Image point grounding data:

--------

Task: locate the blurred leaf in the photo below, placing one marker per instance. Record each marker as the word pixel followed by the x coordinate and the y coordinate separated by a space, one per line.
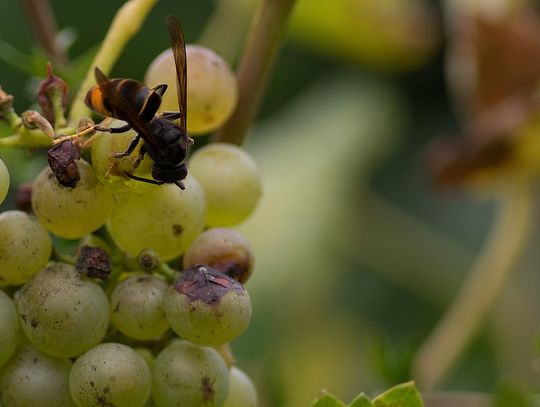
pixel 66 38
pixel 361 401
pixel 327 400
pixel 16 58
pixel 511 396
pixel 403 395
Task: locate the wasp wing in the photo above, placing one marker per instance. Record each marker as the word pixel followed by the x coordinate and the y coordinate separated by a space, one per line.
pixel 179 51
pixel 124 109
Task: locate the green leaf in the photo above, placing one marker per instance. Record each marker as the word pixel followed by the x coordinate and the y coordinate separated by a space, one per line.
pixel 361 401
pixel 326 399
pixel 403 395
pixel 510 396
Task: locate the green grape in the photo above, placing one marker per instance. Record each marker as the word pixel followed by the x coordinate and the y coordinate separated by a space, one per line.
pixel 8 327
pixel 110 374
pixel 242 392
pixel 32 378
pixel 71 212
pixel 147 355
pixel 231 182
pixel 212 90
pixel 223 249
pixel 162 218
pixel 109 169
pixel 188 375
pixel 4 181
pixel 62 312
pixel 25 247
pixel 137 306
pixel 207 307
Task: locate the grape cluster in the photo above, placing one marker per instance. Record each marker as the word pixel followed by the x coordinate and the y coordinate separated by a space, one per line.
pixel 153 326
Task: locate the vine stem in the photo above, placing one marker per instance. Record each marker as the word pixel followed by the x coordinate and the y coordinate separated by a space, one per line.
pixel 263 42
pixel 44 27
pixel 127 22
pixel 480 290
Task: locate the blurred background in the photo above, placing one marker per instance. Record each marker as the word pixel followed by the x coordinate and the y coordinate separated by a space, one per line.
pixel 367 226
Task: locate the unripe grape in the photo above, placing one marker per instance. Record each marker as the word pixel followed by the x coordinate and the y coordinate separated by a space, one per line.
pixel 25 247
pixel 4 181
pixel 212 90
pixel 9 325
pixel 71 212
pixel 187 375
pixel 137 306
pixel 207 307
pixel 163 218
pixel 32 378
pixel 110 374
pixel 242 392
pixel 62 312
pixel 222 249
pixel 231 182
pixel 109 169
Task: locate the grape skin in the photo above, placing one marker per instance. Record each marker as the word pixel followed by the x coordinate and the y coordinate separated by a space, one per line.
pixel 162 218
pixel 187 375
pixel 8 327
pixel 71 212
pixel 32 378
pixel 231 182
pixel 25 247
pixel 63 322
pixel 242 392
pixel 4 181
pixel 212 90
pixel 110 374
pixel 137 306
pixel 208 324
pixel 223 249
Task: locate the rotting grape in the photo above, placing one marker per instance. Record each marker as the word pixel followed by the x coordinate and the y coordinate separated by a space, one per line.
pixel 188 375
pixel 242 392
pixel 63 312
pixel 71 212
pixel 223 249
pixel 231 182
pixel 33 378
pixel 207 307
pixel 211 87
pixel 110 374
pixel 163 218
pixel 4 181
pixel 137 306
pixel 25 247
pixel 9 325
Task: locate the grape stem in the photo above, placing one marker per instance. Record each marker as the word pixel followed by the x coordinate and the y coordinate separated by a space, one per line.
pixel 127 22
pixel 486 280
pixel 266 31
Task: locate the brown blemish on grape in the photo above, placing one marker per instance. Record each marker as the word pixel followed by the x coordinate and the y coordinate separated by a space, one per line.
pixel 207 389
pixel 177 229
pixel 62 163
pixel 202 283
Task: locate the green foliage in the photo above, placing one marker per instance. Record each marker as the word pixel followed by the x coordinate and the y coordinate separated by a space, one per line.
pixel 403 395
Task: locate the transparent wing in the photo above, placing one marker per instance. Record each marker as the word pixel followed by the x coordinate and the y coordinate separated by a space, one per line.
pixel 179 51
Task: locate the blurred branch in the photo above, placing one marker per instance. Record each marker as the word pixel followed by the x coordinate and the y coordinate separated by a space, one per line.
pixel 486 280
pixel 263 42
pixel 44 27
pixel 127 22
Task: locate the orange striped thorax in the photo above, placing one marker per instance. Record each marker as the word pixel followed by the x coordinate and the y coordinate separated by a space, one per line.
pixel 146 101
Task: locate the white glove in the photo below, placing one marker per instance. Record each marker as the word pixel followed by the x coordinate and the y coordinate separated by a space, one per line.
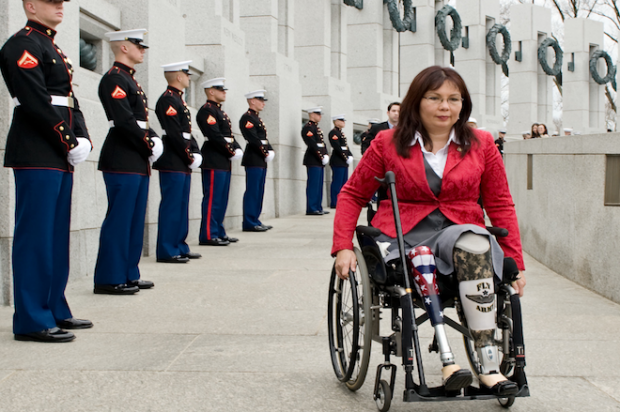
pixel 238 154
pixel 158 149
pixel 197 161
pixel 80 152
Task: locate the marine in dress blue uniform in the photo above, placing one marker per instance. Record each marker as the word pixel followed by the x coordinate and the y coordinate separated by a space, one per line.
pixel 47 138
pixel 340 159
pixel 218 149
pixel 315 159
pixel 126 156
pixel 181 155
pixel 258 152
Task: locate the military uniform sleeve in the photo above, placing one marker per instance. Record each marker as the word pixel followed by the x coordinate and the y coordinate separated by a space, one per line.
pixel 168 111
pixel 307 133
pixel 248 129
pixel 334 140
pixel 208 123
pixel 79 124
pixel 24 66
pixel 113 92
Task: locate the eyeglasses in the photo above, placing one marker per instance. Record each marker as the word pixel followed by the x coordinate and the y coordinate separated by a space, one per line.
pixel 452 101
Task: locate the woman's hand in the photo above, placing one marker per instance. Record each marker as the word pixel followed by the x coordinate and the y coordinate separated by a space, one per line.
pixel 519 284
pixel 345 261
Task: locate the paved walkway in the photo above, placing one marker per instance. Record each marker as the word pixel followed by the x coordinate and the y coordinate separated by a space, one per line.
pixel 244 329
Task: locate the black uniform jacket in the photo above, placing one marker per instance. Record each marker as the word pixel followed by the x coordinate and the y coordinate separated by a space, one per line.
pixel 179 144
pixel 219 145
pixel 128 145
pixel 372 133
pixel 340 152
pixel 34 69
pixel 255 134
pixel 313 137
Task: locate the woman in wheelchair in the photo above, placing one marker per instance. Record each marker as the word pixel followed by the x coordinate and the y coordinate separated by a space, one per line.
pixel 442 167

--------

[Required action]:
Every line of the records above should be copied exactly, while the pictures are left behind.

[Answer to the problem]:
Task: locate the blurred leaf in the photo below, placing one marker per instance. Record each marker as the word pixel followed by the x coordinate and the y coordinate separated by a space, one per line.
pixel 66 38
pixel 361 401
pixel 327 400
pixel 16 58
pixel 511 396
pixel 403 395
Task: locate the wasp wing in the photo above, placing one marker per instance. Record each marker as the word pixel followed by the x coordinate and the y coordinate separated by a space, one per line.
pixel 179 51
pixel 124 109
Task: locate the green leaf in the photo above, placing one marker per instance. Record each marker as the word pixel followed by the x coordinate and the y coordinate separated by a space, one per line.
pixel 361 401
pixel 326 399
pixel 403 395
pixel 510 396
Task: locate the green grape in the photo above, placing one marker per instance. Record each marker as the word pixel followed by the x coordinate and the y coordinate separated by a space, one per line.
pixel 8 327
pixel 110 374
pixel 242 392
pixel 32 378
pixel 71 212
pixel 147 355
pixel 231 182
pixel 212 90
pixel 223 249
pixel 162 218
pixel 109 169
pixel 188 375
pixel 4 181
pixel 62 312
pixel 25 247
pixel 137 306
pixel 207 307
Task: locate the grape cluster in the photo above, placing one marker per instance. Record each marker as the word pixel followed by the x coordinate and the y coordinate separated by a space, one per line.
pixel 153 326
Task: locate the vine stem in the photo above, placing one marker per instance. Record each marker as the word pixel followed by the x coordinate and the y coordinate separated by a space, one per line.
pixel 263 42
pixel 44 27
pixel 127 22
pixel 480 290
Task: locate the blurred background in the photo above, placing one marker per instance. Record each marker as the word pixel followed by the x coordinate and the y coordinate separated by a space, one per line.
pixel 367 226
Task: locate the unripe grape in the photo above, placing one marker per instance. Record each marker as the word pixel followed by the x coordinate and the y coordinate separated by a space, one per line.
pixel 25 247
pixel 4 181
pixel 212 90
pixel 9 325
pixel 71 212
pixel 187 375
pixel 137 306
pixel 207 307
pixel 163 218
pixel 32 378
pixel 110 374
pixel 242 392
pixel 62 312
pixel 222 249
pixel 231 182
pixel 109 169
Task: locate the grape skin in the photo above, placing one marker per instance. Record each marker as the word pixel followed by the x coordinate and the y coordinate separated by a space, one per line.
pixel 162 218
pixel 187 375
pixel 8 327
pixel 71 212
pixel 32 378
pixel 231 182
pixel 25 247
pixel 63 322
pixel 242 392
pixel 4 181
pixel 212 90
pixel 110 374
pixel 137 306
pixel 208 324
pixel 223 249
Task: locate the rotting grape in the photo above, placing one marker per instance. Record each marker as the word pixel followed by the x coordinate and the y coordinate separated by a space, one per line.
pixel 188 375
pixel 242 392
pixel 63 312
pixel 71 212
pixel 223 249
pixel 231 182
pixel 33 378
pixel 207 307
pixel 211 87
pixel 110 374
pixel 163 218
pixel 4 181
pixel 137 306
pixel 25 247
pixel 9 325
Task: locate the grape stem in the photo above, placing one marker per instance. Record each marker as the word pixel followed by the x coordinate and the y coordinate separated by a space, one per line.
pixel 127 22
pixel 486 280
pixel 266 31
Task: locate the brown blemish on grape in the photo above, placing one marker per instance. Record each marker as the word pixel followed by the x coordinate and the y coordinate separated by a space, one per line.
pixel 207 389
pixel 177 229
pixel 62 163
pixel 202 283
Task: locate the green foliage in the photo above, placing one marker per instance. Record each marker as the word pixel followed by the x coordinate and the y coordinate separated by a space, one per line.
pixel 403 395
Task: locate the transparent wing in the photo above, placing one marker per instance. Record each marker as the word pixel followed by the x coordinate and the y coordinate separated by a space, one per line.
pixel 179 51
Task: locate the blurred branch in the photo above, placing one marker per instance. Record each marker as the word pixel followed by the x coordinate and the y coordinate separated by a space, one per line.
pixel 486 280
pixel 263 42
pixel 44 27
pixel 127 22
Task: locate the orange striped thorax in the photo above, placing one marker per instance. Record each marker as the word pixel followed by the x coordinate and the y coordinate separated by a space, one per line.
pixel 146 101
Task: locate the white glove in the photo below, placing one marker per instance. Record each marker as the word pixel followed by the x coordinate and the y coordinate separated by a space, one per line.
pixel 238 154
pixel 158 149
pixel 197 161
pixel 80 152
Task: locate the marine in dress blue uniform in the photo above, placing one marker per instance. Record each marker as the word pixel followed by the x coordinate and the y coordinate separated by a space, one per line.
pixel 47 138
pixel 340 159
pixel 218 149
pixel 315 159
pixel 126 156
pixel 181 155
pixel 258 152
Task: locate the military uniform sleeve in the photo above, placing one marker per instance. Record each marker as the word pixel followed by the x coordinate and the y coordinate separated by a space, one per line.
pixel 168 111
pixel 307 133
pixel 248 129
pixel 334 140
pixel 208 123
pixel 79 124
pixel 24 66
pixel 113 92
Task: locate the eyeglasses in the photo above, placing one marker per instance. Record each marker as the word pixel followed by the x coordinate and the y coordinate separated by a space, one per line.
pixel 452 101
Task: locate the woman's hand in the photo above, placing one marker per instance. Record each marker as the word pixel followed by the x coordinate and the y coordinate separated by a space, one per line.
pixel 519 284
pixel 345 261
Task: locate the paved walkway in the photo above, placing one marker per instance. Record each marker as the word pixel followed by the x coordinate and the y coordinate separated by a space, one per line.
pixel 244 329
Task: locate the black uniform jacket in the photo above, placing one marker per instance. Record each marker as the word pixel followed by the x coordinate and the y coordinate separated by a space, one per line.
pixel 179 144
pixel 219 145
pixel 128 145
pixel 372 133
pixel 340 152
pixel 34 69
pixel 255 134
pixel 313 137
Task: locate the woman in wheelchair in the photo above, placing one marker per instance. Record each marker as the word pixel followed by the x coordinate and the y coordinate separated by a space, one per line.
pixel 442 167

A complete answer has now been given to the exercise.